DIRECTIONS FOR THIS TASK
Only the lines of the data below from the one with "Locate the sliding" through the one with "Locate the building" are wanted. Repeat them exactly.

□ □ □ □ □

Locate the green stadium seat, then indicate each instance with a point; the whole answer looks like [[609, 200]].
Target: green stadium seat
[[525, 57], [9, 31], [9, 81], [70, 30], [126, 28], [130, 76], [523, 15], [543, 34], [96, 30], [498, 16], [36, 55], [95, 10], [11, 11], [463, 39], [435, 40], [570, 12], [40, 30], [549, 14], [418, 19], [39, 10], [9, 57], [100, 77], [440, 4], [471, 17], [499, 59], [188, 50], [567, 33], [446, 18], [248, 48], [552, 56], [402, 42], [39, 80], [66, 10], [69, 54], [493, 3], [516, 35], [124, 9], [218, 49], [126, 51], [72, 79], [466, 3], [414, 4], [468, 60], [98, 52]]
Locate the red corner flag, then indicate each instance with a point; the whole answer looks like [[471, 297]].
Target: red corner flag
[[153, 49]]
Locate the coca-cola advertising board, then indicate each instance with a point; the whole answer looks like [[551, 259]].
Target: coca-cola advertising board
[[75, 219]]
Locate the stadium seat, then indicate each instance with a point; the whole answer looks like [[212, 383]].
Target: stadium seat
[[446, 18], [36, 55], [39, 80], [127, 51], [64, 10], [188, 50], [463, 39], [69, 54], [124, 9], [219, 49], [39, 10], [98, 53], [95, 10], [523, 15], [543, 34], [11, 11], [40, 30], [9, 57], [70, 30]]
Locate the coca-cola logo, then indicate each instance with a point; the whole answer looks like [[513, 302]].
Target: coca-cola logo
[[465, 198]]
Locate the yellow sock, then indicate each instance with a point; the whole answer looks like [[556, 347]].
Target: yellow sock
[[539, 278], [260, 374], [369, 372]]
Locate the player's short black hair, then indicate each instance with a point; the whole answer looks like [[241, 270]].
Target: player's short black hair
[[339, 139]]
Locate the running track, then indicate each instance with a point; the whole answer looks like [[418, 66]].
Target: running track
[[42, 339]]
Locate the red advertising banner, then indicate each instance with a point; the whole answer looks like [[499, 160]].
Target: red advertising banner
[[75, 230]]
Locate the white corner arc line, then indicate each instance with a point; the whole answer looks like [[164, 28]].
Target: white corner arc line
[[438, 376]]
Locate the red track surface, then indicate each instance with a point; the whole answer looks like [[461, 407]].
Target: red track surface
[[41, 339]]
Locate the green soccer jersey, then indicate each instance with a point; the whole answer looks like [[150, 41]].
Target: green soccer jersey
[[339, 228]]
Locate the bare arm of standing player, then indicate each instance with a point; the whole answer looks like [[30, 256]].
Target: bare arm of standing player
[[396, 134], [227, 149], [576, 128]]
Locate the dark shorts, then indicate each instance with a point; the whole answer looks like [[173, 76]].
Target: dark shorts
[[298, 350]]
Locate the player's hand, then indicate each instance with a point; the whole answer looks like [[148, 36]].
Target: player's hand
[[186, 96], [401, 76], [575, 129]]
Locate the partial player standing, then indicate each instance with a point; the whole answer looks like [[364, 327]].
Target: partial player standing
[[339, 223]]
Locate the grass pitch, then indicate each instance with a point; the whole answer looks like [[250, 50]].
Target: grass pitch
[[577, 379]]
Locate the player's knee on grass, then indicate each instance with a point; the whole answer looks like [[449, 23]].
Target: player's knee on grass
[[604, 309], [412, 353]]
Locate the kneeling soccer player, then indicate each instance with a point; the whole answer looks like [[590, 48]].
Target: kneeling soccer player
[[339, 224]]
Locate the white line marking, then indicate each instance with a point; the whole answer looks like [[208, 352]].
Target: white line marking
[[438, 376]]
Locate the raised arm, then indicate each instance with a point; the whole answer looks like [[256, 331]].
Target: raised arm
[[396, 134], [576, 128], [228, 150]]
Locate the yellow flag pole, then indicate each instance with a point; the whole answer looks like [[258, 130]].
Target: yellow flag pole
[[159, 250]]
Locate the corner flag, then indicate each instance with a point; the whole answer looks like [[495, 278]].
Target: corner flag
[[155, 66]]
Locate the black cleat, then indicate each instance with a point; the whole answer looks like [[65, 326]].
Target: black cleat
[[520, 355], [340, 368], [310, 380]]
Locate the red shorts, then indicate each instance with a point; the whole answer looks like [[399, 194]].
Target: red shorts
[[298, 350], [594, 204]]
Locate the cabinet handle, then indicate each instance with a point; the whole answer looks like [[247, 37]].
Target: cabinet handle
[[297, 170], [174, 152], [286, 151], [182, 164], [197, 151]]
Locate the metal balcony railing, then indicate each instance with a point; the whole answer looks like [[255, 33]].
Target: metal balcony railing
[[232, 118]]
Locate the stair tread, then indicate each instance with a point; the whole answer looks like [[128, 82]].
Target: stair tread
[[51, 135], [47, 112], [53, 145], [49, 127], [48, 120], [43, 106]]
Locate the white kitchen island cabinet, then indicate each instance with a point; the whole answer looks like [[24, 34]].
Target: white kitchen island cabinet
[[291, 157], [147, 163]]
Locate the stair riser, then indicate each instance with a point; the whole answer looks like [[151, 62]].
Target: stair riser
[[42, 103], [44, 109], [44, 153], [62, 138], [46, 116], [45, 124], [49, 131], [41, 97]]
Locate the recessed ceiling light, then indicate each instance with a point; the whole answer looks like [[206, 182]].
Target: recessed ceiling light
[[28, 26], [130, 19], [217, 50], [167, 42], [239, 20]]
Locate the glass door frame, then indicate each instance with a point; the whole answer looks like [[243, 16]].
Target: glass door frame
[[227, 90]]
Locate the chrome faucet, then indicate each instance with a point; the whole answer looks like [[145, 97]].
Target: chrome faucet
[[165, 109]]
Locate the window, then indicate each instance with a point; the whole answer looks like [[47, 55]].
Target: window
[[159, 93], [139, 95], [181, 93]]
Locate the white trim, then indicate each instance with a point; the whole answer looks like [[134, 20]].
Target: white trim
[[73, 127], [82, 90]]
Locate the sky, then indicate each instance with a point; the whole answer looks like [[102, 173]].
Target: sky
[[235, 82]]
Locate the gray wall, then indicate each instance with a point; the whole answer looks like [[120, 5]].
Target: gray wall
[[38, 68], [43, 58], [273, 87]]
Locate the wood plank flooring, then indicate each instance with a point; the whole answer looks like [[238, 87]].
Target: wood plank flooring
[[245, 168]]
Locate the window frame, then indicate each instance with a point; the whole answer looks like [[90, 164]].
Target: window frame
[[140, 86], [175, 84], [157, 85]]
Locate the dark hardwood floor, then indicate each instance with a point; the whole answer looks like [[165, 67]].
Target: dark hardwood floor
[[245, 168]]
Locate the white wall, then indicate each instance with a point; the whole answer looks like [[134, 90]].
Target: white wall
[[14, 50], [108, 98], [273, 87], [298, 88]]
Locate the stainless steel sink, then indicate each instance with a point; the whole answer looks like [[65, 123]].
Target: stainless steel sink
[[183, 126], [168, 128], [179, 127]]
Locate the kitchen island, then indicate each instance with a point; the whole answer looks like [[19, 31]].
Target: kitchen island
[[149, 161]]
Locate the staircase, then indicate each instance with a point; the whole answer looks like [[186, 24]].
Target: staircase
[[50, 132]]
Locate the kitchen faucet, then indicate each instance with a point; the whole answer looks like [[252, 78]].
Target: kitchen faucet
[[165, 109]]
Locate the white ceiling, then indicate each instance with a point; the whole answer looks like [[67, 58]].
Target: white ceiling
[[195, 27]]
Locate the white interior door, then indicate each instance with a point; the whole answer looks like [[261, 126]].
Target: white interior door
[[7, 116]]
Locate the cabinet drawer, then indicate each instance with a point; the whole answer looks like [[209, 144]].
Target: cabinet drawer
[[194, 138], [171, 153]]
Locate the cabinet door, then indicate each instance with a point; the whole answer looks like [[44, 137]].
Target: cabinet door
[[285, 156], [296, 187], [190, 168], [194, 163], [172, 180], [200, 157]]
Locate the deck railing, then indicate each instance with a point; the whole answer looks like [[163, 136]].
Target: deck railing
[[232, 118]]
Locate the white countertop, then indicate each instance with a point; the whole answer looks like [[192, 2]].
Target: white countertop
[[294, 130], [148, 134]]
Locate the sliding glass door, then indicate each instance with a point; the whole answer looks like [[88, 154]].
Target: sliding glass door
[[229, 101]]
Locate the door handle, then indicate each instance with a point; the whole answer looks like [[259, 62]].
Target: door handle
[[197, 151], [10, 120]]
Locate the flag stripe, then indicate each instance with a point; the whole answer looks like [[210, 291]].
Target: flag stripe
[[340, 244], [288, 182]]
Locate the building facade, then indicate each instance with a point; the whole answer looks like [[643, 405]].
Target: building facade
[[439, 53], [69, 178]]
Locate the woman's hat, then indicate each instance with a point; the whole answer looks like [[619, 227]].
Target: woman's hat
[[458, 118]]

□ □ □ □ □

RESPONSE
Locate the sliding glass door, then indicate each instance with a point; the whole answer looks like [[88, 154]].
Target: sliding glass door
[[229, 101]]
Locate the door handle, then indicate each instance with a point; the whole answer looks like [[259, 62]].
Target: door handle
[[197, 151], [10, 120]]
Locate the flag stripe, then indicate each instance with a point; the whole answer looks like [[210, 291]].
Target: flag stripe
[[340, 244], [288, 182]]
Locate the building facade, then indicate each instance with a point; the whole answer looks like [[643, 405]].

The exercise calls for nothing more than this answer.